START

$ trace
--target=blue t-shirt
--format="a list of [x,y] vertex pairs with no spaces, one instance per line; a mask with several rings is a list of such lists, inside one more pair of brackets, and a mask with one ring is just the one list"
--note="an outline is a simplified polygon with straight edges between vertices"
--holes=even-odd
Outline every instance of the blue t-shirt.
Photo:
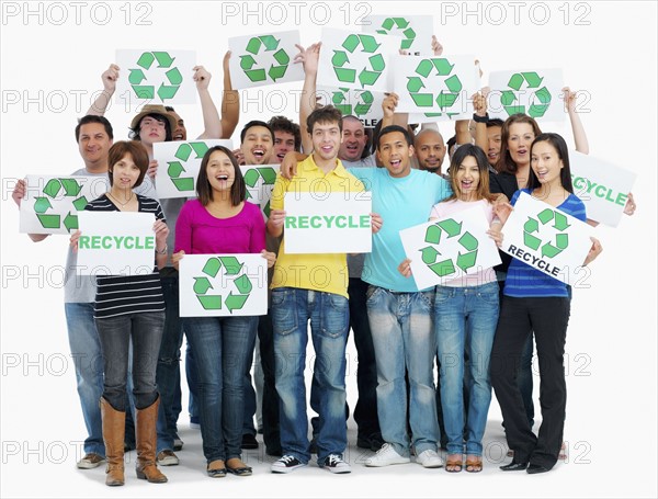
[[[522,192],[530,194],[530,189],[517,191],[511,200],[512,206],[517,204],[517,200],[519,200]],[[557,206],[557,209],[571,215],[579,220],[587,220],[585,204],[574,194],[569,194],[564,203]],[[502,294],[514,298],[536,298],[546,296],[569,297],[567,285],[564,282],[530,266],[527,263],[518,260],[517,258],[512,258],[512,262],[508,269]]]
[[355,168],[350,173],[373,193],[373,212],[382,215],[382,229],[373,236],[373,250],[365,256],[361,279],[396,292],[419,291],[412,277],[397,268],[405,260],[399,231],[428,222],[432,206],[452,194],[450,184],[435,173],[411,170],[407,177],[390,177],[385,168]]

END

WHAT YOU NEED TO DO> Switch "vertex pairs" to "point pairs" in the lines running from the start of the records through the line containing "list of [x,y]", inclusive, and reproduce only those lines with nothing else altered.

RESPONSE>
$ trace
--target=blue t-shirt
--format="a list of [x,y] point pairs with no spaces, one instance per line; a mask with several rings is a list of such lists, inside one more pair of brackets, and a mask with one ring is just the one list"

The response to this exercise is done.